Organizadas em sindicatos e associações, essas profissionais estão chocadas com a determinação de retorno, sobretudo em um momento no qual a pandemia se mostra ainda mais caótica, com recordes de mortes e contaminações.

Nesta semana, o governador João Doria anunciou recrudescimento de medidas de restrição, encampando todo o estado de São Paulo como zona vermelha. Por isso, causa preocupação que escolas sigam abertas, expondo as profissionais, as crianças e as famílias em geral à disseminação do vírus. Se o estado declarou fase vermelha, qual o sentido para o funcionamento das escolas?

Três mulheres negras, de diferentes tonalidades, erguem punhos e usam máscaras faciais
Ilustração de Aline Souza para coluna de Djamila Ribeiro, publicada em 3 de dezembro, na Folha de S.Paulo - Aline Souza

A pandemia traz cenários inimagináveis, alterações em planejamentos e há pressão para o retorno das aulas. É certo que, ao olharmos para o quadro escolar, não podemos cometer o equívoco de equiparar as escolas de ensino particulares, algumas delas de enorme infraestrutura, com as escolas de educação infantil na periferia de São Paulo.
########
TAREFAS.
**a.** Responda às perguntas abaixo sobre o trecho sobre o retorno às aulas:
(i) Em que estão organizadas as profissionais mencionadas?
(ii) Quem anunciou o recrudescimento das medidas de restrição?
(iii) Com quais escolas não se devem equiparar as escolas de ensino particulares?
**b.** Diga se cada afirmação concorda com o trecho sobre o retorno às aulas, citando as palavras que decidem a questão:
(i) As profissionais estão organizadas em sindicatos e associações.
(ii) A pandemia mostra sinais de melhora.
(iii) As medidas anunciadas valem apenas para a capital paulista.
**c.** Escreva, por favor, a continuação do trecho sobre o retorno às aulas a partir do ponto em que ele termina.

DADOS PARA ANÁLISE.
########
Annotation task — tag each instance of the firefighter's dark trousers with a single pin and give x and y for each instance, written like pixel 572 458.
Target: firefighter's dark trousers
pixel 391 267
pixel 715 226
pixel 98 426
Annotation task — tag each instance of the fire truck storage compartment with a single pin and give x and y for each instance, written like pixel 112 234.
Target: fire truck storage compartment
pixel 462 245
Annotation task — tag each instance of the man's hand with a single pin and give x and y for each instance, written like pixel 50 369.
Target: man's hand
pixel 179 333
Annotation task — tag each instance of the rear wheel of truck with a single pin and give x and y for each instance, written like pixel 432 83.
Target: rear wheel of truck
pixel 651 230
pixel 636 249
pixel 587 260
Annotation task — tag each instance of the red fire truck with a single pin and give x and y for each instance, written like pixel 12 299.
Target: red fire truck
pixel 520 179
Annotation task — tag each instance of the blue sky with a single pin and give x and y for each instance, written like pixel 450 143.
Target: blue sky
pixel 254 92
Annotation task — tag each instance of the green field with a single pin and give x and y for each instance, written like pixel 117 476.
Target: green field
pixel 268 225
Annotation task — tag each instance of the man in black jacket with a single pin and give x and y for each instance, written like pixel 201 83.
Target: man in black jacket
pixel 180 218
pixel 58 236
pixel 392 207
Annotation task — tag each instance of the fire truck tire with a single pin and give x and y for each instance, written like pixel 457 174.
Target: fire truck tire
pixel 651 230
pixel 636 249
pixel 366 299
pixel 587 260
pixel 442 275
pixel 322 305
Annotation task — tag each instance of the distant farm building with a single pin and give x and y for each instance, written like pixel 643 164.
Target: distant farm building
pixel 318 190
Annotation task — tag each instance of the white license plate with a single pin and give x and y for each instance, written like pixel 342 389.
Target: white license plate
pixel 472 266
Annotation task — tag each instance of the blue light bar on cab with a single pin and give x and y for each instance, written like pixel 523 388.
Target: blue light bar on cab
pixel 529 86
########
RESPOSTAS.
**a.**
(i) Em sindicatos e associações.
(ii) O governador João Doria.
(iii) Com as escolas de educação infantil na periferia de São Paulo.

**b.**
(i) Sim: "Organizadas em sindicatos e associações".
(ii) Não: "a pandemia se mostra ainda mais caótica, com recordes de mortes e contaminações".
(iii) Não: "encampando todo o estado de São Paulo como zona vermelha".

**c.**
Entretanto, muitas escolas particulares que voltaram às aulas presenciais no começo do ano já suspenderam novamente as atividades após surto de coronavírus. Se assim é onde há uma suposta estrutura para comportar alunos e alunas em distanciamento, o que dirá das escolas precarizadas.

O que se sabe é que, no que depender das professoras da rede infantil, a greve continuará. Claudete apontou, ainda, a dificuldade particular na educação infantil em manter as crianças em distanciamento e com os protocolos de segurança. Uma tarefa impossível colocada nas costas da pessoa educadora, a qual ainda é exposta à doença e, consequentemente, seus familiares.

A verdade já é sabida: o próprio secretário de Saúde de São Paulo defendeu a suspensão das aulas. Posteriormente, foi obrigado a reiterar que era uma opinião pessoal (que deveria ser relevante, posto que secretário), não tendo influência na política do governo.

A questão é que no meio deste caos de internações e mortes, manter as aulas presenciais é uma postura irresponsável, e essas educadoras estão corretas em se mobilizarem no movimento grevista. As aulas presenciais não podem voltar. Lamentamos, mas é a verdade.

Ninguém ignora o papel das escolas públicas em fornecer refeições para alunos e alunas que dependem, como suas famílias, dessa fonte de alimentação. Entretanto, é possível manter e até mesmo ampliar essa política de assistência social sem o retorno às aulas.

Quanto às aulas, a pandemia proporcionou um cenário no qual houve aprofundamento entre o progresso de alunos e alunas de rede de ensino pública e privada. Em regra, estudantes da rede privada têm acesso à internet, ao celular e a plano de telefonia para a teleaula. Com todos os limites desse método, é uma alternativa válida para os tempos atuais.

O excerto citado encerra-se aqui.